> What to work on
Find each line in the rows below that contains the word "wall" and copy those lines out.

> Provided material
+ + + + +

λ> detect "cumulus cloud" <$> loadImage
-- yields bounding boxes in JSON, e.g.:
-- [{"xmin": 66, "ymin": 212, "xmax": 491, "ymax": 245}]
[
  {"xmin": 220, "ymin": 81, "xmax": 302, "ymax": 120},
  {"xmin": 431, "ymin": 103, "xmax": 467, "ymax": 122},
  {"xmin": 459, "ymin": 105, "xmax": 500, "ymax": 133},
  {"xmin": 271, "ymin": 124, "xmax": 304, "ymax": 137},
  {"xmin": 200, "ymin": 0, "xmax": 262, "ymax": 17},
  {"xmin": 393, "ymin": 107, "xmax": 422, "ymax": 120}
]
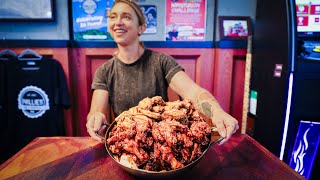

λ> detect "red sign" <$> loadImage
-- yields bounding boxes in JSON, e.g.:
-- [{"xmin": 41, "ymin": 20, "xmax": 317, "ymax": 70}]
[
  {"xmin": 310, "ymin": 4, "xmax": 320, "ymax": 14},
  {"xmin": 296, "ymin": 5, "xmax": 309, "ymax": 14},
  {"xmin": 166, "ymin": 0, "xmax": 206, "ymax": 41}
]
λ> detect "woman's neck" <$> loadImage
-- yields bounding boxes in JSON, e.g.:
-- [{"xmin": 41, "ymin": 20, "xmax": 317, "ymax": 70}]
[{"xmin": 117, "ymin": 44, "xmax": 144, "ymax": 64}]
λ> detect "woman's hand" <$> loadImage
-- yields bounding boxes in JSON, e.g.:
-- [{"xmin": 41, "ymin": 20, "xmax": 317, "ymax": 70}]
[
  {"xmin": 86, "ymin": 112, "xmax": 107, "ymax": 142},
  {"xmin": 212, "ymin": 109, "xmax": 239, "ymax": 145}
]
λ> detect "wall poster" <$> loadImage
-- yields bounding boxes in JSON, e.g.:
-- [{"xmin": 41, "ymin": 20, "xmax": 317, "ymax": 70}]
[
  {"xmin": 140, "ymin": 5, "xmax": 157, "ymax": 34},
  {"xmin": 72, "ymin": 0, "xmax": 113, "ymax": 40},
  {"xmin": 165, "ymin": 0, "xmax": 206, "ymax": 41}
]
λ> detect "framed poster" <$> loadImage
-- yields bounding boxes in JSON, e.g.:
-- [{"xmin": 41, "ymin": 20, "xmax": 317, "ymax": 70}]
[
  {"xmin": 140, "ymin": 5, "xmax": 157, "ymax": 34},
  {"xmin": 72, "ymin": 0, "xmax": 113, "ymax": 41},
  {"xmin": 165, "ymin": 0, "xmax": 206, "ymax": 41},
  {"xmin": 219, "ymin": 16, "xmax": 252, "ymax": 40},
  {"xmin": 0, "ymin": 0, "xmax": 54, "ymax": 21}
]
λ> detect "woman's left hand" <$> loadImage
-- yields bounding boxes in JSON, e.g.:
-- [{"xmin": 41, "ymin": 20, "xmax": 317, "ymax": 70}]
[{"xmin": 211, "ymin": 109, "xmax": 239, "ymax": 145}]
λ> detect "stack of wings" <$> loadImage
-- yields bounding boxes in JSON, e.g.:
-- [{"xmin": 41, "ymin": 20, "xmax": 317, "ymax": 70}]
[{"xmin": 107, "ymin": 96, "xmax": 211, "ymax": 171}]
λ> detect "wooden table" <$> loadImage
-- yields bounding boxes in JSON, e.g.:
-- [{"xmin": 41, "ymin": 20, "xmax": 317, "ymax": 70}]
[{"xmin": 0, "ymin": 135, "xmax": 304, "ymax": 180}]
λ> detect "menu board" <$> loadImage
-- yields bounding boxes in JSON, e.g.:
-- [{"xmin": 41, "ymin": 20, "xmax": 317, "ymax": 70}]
[{"xmin": 165, "ymin": 0, "xmax": 206, "ymax": 41}]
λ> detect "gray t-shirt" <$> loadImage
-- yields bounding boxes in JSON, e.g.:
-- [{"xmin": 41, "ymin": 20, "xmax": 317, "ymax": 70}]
[{"xmin": 92, "ymin": 49, "xmax": 183, "ymax": 116}]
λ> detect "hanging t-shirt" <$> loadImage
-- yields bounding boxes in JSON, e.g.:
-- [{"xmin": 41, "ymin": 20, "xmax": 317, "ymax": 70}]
[{"xmin": 5, "ymin": 57, "xmax": 70, "ymax": 158}]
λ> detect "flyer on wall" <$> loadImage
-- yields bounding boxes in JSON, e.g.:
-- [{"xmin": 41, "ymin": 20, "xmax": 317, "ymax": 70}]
[
  {"xmin": 166, "ymin": 0, "xmax": 206, "ymax": 41},
  {"xmin": 72, "ymin": 0, "xmax": 113, "ymax": 40},
  {"xmin": 166, "ymin": 0, "xmax": 206, "ymax": 41},
  {"xmin": 140, "ymin": 5, "xmax": 157, "ymax": 34}
]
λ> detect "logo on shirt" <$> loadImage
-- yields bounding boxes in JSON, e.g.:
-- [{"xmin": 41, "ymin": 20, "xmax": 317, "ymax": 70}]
[{"xmin": 18, "ymin": 86, "xmax": 50, "ymax": 118}]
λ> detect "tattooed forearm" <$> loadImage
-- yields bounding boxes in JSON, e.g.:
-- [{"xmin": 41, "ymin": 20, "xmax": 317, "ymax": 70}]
[{"xmin": 194, "ymin": 89, "xmax": 221, "ymax": 118}]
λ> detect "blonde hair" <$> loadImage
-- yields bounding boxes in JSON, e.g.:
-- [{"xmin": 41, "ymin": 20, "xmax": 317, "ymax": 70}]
[
  {"xmin": 111, "ymin": 0, "xmax": 146, "ymax": 26},
  {"xmin": 111, "ymin": 0, "xmax": 146, "ymax": 48}
]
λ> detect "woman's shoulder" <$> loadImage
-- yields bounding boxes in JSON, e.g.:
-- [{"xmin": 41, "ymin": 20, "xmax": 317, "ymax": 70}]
[
  {"xmin": 147, "ymin": 49, "xmax": 173, "ymax": 61},
  {"xmin": 98, "ymin": 56, "xmax": 115, "ymax": 71}
]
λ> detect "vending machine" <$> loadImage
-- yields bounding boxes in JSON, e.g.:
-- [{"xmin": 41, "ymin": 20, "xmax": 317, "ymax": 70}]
[{"xmin": 248, "ymin": 0, "xmax": 320, "ymax": 179}]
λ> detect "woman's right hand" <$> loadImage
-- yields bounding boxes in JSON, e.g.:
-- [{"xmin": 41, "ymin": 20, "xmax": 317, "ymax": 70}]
[{"xmin": 86, "ymin": 112, "xmax": 107, "ymax": 142}]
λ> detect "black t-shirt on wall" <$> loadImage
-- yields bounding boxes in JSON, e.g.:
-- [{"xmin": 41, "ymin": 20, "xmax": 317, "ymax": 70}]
[{"xmin": 4, "ymin": 57, "xmax": 70, "ymax": 159}]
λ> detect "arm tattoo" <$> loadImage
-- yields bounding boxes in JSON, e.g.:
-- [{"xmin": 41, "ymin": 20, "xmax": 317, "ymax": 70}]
[{"xmin": 194, "ymin": 89, "xmax": 221, "ymax": 119}]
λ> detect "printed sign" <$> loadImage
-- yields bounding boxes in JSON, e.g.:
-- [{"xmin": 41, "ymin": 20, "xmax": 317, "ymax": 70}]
[
  {"xmin": 166, "ymin": 0, "xmax": 206, "ymax": 41},
  {"xmin": 140, "ymin": 5, "xmax": 157, "ymax": 34},
  {"xmin": 18, "ymin": 86, "xmax": 50, "ymax": 118}
]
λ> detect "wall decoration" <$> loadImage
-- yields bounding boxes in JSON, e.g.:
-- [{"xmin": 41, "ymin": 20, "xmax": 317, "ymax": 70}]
[
  {"xmin": 219, "ymin": 16, "xmax": 252, "ymax": 40},
  {"xmin": 0, "ymin": 0, "xmax": 54, "ymax": 21},
  {"xmin": 165, "ymin": 0, "xmax": 206, "ymax": 41},
  {"xmin": 140, "ymin": 5, "xmax": 157, "ymax": 34}
]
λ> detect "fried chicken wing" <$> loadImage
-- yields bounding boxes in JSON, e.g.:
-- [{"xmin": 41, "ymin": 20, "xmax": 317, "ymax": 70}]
[{"xmin": 107, "ymin": 96, "xmax": 211, "ymax": 171}]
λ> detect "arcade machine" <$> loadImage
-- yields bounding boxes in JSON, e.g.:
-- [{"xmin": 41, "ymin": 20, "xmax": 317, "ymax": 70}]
[{"xmin": 248, "ymin": 0, "xmax": 320, "ymax": 179}]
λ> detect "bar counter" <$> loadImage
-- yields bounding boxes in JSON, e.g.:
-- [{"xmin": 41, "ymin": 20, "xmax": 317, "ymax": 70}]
[{"xmin": 0, "ymin": 135, "xmax": 304, "ymax": 180}]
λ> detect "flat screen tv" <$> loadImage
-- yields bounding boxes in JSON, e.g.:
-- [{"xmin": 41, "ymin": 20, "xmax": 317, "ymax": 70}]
[{"xmin": 295, "ymin": 0, "xmax": 320, "ymax": 37}]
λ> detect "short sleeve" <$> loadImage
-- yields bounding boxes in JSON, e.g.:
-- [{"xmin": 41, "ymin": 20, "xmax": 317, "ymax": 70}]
[
  {"xmin": 91, "ymin": 64, "xmax": 108, "ymax": 91},
  {"xmin": 160, "ymin": 53, "xmax": 184, "ymax": 84}
]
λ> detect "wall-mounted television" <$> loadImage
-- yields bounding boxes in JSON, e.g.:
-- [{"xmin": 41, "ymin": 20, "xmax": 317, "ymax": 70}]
[
  {"xmin": 0, "ymin": 0, "xmax": 54, "ymax": 21},
  {"xmin": 295, "ymin": 0, "xmax": 320, "ymax": 37}
]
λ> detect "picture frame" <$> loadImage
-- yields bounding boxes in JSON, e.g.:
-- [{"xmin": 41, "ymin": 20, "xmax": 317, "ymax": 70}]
[
  {"xmin": 219, "ymin": 16, "xmax": 252, "ymax": 40},
  {"xmin": 0, "ymin": 0, "xmax": 55, "ymax": 21}
]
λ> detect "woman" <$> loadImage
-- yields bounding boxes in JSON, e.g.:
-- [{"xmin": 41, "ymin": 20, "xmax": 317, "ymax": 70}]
[{"xmin": 86, "ymin": 0, "xmax": 239, "ymax": 144}]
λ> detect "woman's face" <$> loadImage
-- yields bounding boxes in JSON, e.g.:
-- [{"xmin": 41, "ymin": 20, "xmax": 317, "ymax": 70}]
[{"xmin": 108, "ymin": 2, "xmax": 144, "ymax": 46}]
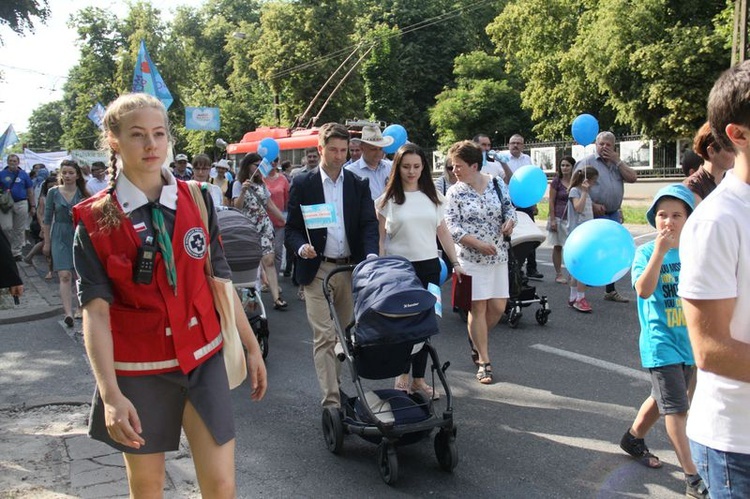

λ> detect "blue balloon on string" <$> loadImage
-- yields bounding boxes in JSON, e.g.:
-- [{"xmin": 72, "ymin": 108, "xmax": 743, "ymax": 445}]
[
  {"xmin": 258, "ymin": 137, "xmax": 279, "ymax": 162},
  {"xmin": 438, "ymin": 258, "xmax": 448, "ymax": 286},
  {"xmin": 563, "ymin": 218, "xmax": 635, "ymax": 286},
  {"xmin": 570, "ymin": 114, "xmax": 599, "ymax": 147},
  {"xmin": 383, "ymin": 125, "xmax": 409, "ymax": 154},
  {"xmin": 508, "ymin": 165, "xmax": 547, "ymax": 208}
]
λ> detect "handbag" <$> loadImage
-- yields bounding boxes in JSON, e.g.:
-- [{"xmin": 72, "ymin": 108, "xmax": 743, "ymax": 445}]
[
  {"xmin": 0, "ymin": 190, "xmax": 14, "ymax": 213},
  {"xmin": 188, "ymin": 182, "xmax": 247, "ymax": 390}
]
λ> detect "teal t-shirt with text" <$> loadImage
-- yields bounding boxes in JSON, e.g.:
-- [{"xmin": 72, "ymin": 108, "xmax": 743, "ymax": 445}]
[{"xmin": 631, "ymin": 241, "xmax": 695, "ymax": 368}]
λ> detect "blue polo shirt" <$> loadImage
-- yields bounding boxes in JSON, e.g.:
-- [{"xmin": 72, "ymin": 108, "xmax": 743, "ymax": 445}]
[
  {"xmin": 0, "ymin": 166, "xmax": 34, "ymax": 202},
  {"xmin": 631, "ymin": 241, "xmax": 695, "ymax": 368}
]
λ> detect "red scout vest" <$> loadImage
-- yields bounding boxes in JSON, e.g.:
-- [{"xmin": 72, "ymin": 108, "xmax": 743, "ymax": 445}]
[{"xmin": 73, "ymin": 180, "xmax": 222, "ymax": 376}]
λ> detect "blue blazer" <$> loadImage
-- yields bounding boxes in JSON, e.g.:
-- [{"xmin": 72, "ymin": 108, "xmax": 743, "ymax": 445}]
[{"xmin": 284, "ymin": 168, "xmax": 379, "ymax": 285}]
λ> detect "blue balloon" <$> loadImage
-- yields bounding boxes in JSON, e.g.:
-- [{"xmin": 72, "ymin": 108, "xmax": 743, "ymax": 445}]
[
  {"xmin": 563, "ymin": 218, "xmax": 635, "ymax": 286},
  {"xmin": 570, "ymin": 114, "xmax": 599, "ymax": 147},
  {"xmin": 439, "ymin": 258, "xmax": 448, "ymax": 286},
  {"xmin": 509, "ymin": 165, "xmax": 547, "ymax": 208},
  {"xmin": 383, "ymin": 125, "xmax": 409, "ymax": 154},
  {"xmin": 258, "ymin": 137, "xmax": 279, "ymax": 162}
]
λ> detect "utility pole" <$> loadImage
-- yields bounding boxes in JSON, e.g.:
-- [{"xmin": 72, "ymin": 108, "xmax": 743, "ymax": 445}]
[{"xmin": 732, "ymin": 0, "xmax": 747, "ymax": 66}]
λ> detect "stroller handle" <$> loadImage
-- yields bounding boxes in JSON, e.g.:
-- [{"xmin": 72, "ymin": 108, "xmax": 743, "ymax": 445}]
[{"xmin": 323, "ymin": 265, "xmax": 356, "ymax": 302}]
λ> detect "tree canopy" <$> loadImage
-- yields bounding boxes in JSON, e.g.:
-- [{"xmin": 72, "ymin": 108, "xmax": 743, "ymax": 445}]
[{"xmin": 25, "ymin": 0, "xmax": 732, "ymax": 154}]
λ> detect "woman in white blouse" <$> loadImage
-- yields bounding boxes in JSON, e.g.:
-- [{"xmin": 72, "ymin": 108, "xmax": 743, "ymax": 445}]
[
  {"xmin": 445, "ymin": 140, "xmax": 517, "ymax": 384},
  {"xmin": 375, "ymin": 143, "xmax": 463, "ymax": 398}
]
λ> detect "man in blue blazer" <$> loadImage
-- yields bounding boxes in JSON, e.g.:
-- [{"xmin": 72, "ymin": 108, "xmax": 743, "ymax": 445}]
[{"xmin": 285, "ymin": 123, "xmax": 378, "ymax": 408}]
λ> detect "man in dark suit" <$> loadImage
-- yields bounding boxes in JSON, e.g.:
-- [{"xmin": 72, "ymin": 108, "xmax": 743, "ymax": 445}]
[{"xmin": 285, "ymin": 123, "xmax": 378, "ymax": 408}]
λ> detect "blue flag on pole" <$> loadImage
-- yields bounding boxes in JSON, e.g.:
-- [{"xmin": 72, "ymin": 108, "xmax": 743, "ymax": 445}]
[
  {"xmin": 88, "ymin": 102, "xmax": 105, "ymax": 130},
  {"xmin": 133, "ymin": 40, "xmax": 174, "ymax": 109},
  {"xmin": 0, "ymin": 125, "xmax": 18, "ymax": 154},
  {"xmin": 185, "ymin": 107, "xmax": 221, "ymax": 132}
]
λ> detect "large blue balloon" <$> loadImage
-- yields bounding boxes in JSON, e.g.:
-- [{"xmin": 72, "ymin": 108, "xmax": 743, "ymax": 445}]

+ + + + +

> Written reply
λ> detect "wall poster" <$> loadImage
λ> detect "flyer on wall" <$> loadImage
λ> detect "black t-shirt on wall" <$> loadImage
λ> detect "wall decoration" <$> loadImage
λ> detect "wall-mounted television" <$> loadImage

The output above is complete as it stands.